*BRIEF:*
From the forum thread on TCP keepalive below, quote the portion starting at "Normally the default" and ending at "(TCP_KEEPIDLE socket option)".

*PASSAGE SHOWN:*
7
votes

I have a client connect() to a server, and when idle, it times out after a couple hours. I added setsockopt(socket, SOL_SOCKET, SO_KEEPALIVE...) with 1 sec but it didnt make a difference. Any clues on why keepalive wouldnt work? Would it make a difference if I used SOL_TCP instead of SOL_SOCKET? This is on Linux.

2
Define 'times out after a couple of hours'. What is the exact symptom of that?user207421
errno 110 - Connection timed out. I did a tcpdump and dont see keepalive messagesexcalibur
Set TCP_USER_TIMEOUT option may solve the problem.Homaei

2 Answers

13
votes
int val = 1;
setsockopt(socket, SOL_SOCKET, SO_KEEPALIVE, &val, sizeof val)

Just enables keepalives. You will get the default timers for keepalive probes, which you can view with the command:

sysctl net.ipv4.tcp_keepalive_time

Normally the default is couple of hours.

If you want to change the default timers, you could use this:

struct KeepConfig cfg = { 60, 5, 5};
set_tcp_keepalive_cfg(fd, &cfg);

With the helper functions here:

struct KeepConfig {
    /** The time (in seconds) the connection needs to remain 
     * idle before TCP starts sending keepalive probes (TCP_KEEPIDLE socket option)
     */
    int keepidle;
    /** The maximum number of keepalive probes TCP should 
     * send before dropping the connection. (TCP_KEEPCNT socket option)

*RECORDS PROVIDED:*
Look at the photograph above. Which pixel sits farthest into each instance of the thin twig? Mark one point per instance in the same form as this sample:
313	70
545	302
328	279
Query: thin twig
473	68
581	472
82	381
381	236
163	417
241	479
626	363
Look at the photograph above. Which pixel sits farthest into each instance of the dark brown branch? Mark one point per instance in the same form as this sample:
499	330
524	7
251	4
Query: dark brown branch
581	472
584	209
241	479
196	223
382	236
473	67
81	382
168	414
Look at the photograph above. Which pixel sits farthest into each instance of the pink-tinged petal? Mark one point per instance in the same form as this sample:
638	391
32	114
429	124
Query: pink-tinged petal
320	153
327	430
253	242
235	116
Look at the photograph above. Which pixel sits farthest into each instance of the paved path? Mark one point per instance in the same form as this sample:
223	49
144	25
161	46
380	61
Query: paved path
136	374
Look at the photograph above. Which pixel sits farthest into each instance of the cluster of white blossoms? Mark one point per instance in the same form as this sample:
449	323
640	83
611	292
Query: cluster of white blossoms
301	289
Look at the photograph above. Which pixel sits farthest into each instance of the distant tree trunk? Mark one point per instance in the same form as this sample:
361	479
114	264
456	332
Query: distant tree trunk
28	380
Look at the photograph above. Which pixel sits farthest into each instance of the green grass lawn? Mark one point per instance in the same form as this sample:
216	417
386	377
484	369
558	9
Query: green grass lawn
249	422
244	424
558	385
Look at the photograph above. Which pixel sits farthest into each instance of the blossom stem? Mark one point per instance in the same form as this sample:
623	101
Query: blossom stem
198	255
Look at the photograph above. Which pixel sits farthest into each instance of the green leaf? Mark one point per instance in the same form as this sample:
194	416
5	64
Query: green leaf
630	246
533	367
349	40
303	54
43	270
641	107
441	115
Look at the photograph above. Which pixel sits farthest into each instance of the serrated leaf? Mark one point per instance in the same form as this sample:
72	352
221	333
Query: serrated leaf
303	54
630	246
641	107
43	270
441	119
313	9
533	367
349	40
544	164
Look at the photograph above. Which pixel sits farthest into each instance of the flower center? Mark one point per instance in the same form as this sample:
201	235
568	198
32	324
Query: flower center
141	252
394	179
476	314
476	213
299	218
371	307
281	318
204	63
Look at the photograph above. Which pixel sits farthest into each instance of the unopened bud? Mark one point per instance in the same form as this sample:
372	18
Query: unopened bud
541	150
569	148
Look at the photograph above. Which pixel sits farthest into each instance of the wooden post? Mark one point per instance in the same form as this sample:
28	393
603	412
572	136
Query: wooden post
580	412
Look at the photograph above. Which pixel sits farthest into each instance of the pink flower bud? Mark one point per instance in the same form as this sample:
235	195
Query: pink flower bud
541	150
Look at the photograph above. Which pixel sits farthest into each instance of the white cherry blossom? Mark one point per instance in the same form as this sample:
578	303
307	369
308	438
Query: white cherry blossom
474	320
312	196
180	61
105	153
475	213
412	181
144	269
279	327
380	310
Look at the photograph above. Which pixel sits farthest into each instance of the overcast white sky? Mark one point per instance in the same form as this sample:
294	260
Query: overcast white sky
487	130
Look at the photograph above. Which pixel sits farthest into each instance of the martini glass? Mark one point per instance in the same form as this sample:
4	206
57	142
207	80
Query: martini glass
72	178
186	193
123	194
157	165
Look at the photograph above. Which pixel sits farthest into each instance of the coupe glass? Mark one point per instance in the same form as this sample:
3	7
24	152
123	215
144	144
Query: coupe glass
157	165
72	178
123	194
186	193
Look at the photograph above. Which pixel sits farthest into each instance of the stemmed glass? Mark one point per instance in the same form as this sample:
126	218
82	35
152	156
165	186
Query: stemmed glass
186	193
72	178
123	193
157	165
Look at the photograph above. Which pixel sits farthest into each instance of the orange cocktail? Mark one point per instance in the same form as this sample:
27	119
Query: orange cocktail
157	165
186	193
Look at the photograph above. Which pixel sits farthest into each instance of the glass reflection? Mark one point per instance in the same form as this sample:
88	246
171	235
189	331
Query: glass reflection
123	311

*ANSWER TO THE EXERCISE:*
Normally the default is couple of hours.

If you want to change the default timers, you could use this:

struct KeepConfig cfg = { 60, 5, 5};
set_tcp_keepalive_cfg(fd, &cfg);

With the helper functions here:

struct KeepConfig {
    /** The time (in seconds) the connection needs to remain 
     * idle before TCP starts sending keepalive probes (TCP_KEEPIDLE socket option)